§ **Supplied text**
She had included a piece of chocolate cake for her child to eat during the day, which she quickly learned was against school policy.

When her child arrived home, she came with a note featuring an oversized, red frowning face image.

'Your child has chocolate slice from the red food category today,' the letter read.

'Please choose healthier options for kindy.'

The mother-of-eight was mortified, and shared the note with her friend Melinda Tankard Reist, a prominent commentator and writer.

Ms Reist posted a picture of it on her Facebook page, and told her followers she had advised the woman to 'put in two slices tomorrow and tell them to get lost'.

State funded schools in South Australia are subject to the Right Bite programme, which classifies foods into red, amber and green categories.

Red foods are strongly discouraged, while green foods are heavily encouraged.

The programme encourages schools to work with parents to stop them packing 'red' foods for their children.

Suggestions include using newsletter notices, information sessions and canteen duty as a means of communication - as opposed to notes written in red.

Commenters on the post show a fierce debate between parents who believe they should be able to pack what they like and others who see the programme as essential.

One man shared a similar experience with his child's preschool. He said packets of Tiny Teddies were sent home, with children told they were not allowed to eat them.

§ **Task**
From the school lunch article above, return everything from "When her child" down to "are heavily encouraged.", copied word for word.

§ **Information provided**
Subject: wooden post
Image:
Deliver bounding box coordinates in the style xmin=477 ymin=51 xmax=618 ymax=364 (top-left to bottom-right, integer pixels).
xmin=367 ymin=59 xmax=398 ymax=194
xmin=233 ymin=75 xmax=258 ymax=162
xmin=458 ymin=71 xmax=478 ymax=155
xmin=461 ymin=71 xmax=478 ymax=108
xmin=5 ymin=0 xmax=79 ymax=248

§ **Full solution**
When her child arrived home, she came with a note featuring an oversized, red frowning face image.

'Your child has chocolate slice from the red food category today,' the letter read.

'Please choose healthier options for kindy.'

The mother-of-eight was mortified, and shared the note with her friend Melinda Tankard Reist, a prominent commentator and writer.

Ms Reist posted a picture of it on her Facebook page, and told her followers she had advised the woman to 'put in two slices tomorrow and tell them to get lost'.

State funded schools in South Australia are subject to the Right Bite programme, which classifies foods into red, amber and green categories.

Red foods are strongly discouraged, while green foods are heavily encouraged.